- [EXTRACT TO READ]
## START

I’m really looking forward to this week, and I’m really really looking forward to the following week because it’s church camp. Oh, I am so happy that I’m finally looking forward in anticipation and excitement to things & life in general - a change from dreading the exams and whatnot.
The weekend was really hectic because we had to rush to Malacca on Saturday to attend my father’s sister’s funeral. It’s really sad because the family on his side has lost 2 siblings within 3 months… and it’s kind of uncool to meet your cousins only at funerals. So let’s just hope that the next funeral won’t be anytime soon…
Also, I got my hair trimmed again! The thing about short hair is that it demands very constant maintenance. I was so tempted to cut the Berliner hipster hairstyle - I can’t seem to find a photo of it on FB, but basically the top of of the hairstyle is longish to the ears, then from that line downwards the hair is cropped closed to the neck ah whatever - but I didn’t because I decided that I was just going to grow out my hair again. And it will grow out, and be long once more.. in 5 years’ time.
I should sleep now. And I can’t believe I’ve just spent the past 20 mins googling “girls short hair”, “girls cropped hair” and “Agyness hairstyles” ugh
It is good to be home; hello relentless humidity and perpetual heat, hello Asian faces and accents, hello readable street signs, hello bed, hello Meimei, hello I’m back.

## END

- [TO BE DONE]
1. List every search phrase the writer of the blog post says they typed into Google.
2. Answer these questions from the blog post:
(a) To which place did the family rush on Saturday?
(b) How many siblings has the father's side of the family lost, and within what span of time?
(c) In how much time does the writer expect their hair to be long once more?
3. Set down the part of the blog post from "The weekend was" up to and including "5 years’ time.".
The records that follow the blog post are not needed for any of the work here.

[Object pointing dataset rows]
## START

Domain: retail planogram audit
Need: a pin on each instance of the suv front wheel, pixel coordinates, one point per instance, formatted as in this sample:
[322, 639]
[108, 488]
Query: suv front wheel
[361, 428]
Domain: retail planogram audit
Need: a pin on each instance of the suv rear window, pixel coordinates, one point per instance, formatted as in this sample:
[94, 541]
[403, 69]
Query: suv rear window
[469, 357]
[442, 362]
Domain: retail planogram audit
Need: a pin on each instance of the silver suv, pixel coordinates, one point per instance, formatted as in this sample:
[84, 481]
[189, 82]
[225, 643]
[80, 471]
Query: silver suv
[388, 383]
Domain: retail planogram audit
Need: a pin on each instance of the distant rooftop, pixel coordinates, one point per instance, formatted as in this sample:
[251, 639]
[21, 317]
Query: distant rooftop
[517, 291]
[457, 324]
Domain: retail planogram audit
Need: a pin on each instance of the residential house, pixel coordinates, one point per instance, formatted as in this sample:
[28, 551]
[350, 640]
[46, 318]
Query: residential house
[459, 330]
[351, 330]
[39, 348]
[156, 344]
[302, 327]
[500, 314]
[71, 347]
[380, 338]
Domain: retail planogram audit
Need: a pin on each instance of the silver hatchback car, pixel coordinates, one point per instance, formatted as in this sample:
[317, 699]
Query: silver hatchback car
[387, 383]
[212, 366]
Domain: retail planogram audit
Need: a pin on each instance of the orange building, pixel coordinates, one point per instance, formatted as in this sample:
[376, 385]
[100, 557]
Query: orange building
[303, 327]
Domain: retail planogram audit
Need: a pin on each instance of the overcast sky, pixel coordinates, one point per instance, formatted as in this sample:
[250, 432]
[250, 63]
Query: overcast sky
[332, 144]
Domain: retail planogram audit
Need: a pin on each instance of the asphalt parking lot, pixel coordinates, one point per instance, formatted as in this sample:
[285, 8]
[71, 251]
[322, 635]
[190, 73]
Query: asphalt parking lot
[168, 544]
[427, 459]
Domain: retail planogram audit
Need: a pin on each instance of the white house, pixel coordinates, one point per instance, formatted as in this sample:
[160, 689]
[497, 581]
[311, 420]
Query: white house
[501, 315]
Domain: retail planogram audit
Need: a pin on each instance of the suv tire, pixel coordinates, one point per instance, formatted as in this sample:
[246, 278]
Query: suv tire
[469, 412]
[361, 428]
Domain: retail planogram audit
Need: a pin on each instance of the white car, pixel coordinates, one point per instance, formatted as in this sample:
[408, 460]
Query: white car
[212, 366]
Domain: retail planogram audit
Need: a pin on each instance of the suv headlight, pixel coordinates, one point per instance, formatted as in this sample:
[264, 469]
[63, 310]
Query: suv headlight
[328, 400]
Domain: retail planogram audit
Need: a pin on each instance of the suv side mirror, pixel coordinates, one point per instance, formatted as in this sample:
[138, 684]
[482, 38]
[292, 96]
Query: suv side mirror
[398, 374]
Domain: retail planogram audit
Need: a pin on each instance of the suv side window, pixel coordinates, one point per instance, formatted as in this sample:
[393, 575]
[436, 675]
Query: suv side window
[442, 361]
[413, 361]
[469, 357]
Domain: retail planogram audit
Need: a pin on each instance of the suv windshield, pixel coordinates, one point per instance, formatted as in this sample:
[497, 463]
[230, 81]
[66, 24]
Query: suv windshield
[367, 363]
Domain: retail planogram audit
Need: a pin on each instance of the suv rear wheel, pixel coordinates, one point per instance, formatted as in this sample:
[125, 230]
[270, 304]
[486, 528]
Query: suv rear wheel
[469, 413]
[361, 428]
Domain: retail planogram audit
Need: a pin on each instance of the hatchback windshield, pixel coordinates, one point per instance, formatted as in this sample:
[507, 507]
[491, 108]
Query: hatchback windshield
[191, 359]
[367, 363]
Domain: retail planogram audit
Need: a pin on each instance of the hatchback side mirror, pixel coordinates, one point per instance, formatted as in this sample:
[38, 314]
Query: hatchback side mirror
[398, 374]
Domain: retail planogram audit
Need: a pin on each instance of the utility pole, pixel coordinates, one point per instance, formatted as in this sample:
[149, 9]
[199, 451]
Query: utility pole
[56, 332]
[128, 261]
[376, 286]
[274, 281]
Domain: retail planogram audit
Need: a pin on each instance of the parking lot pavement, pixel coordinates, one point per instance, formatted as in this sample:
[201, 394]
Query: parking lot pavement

## END

- [FULL SOLUTIONS]
1.
"girls short hair"
"girls cropped hair"
"Agyness hairstyles"

2.
(a) Malacca.
(b) Two siblings, within three months.
(c) In five years' time.

3.
The weekend was really hectic because we had to rush to Malacca on Saturday to attend my father’s sister’s funeral. It’s really sad because the family on his side has lost 2 siblings within 3 months… and it’s kind of uncool to meet your cousins only at funerals. So let’s just hope that the next funeral won’t be anytime soon…
Also, I got my hair trimmed again! The thing about short hair is that it demands very constant maintenance. I was so tempted to cut the Berliner hipster hairstyle - I can’t seem to find a photo of it on FB, but basically the top of of the hairstyle is longish to the ears, then from that line downwards the hair is cropped closed to the neck ah whatever - but I didn’t because I decided that I was just going to grow out my hair again. And it will grow out, and be long once more.. in 5 years’ time.